The data:
-- Begin --

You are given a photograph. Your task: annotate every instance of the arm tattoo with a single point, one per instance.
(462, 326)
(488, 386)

-- End --
-- Begin --

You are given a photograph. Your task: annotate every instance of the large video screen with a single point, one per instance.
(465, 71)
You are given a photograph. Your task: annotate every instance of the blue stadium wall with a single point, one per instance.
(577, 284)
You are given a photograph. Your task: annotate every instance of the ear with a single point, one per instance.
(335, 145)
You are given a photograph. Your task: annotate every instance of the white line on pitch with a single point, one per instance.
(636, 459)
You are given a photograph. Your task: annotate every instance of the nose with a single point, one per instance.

-- End --

Required task:
Copy out, unchanged, the part of the listing that opens with the line containing "pitch with a single point, one per instance." and closes with the line containing "nose with a single point, one per instance.", both of those lines included.

Problem solution:
You are given a photograph. Your task: annotate every instance of the white line on pitch with a single point, one per instance.
(636, 459)
You are given a photograph. Your task: annotate every instance of the nose with a single point, one per instance.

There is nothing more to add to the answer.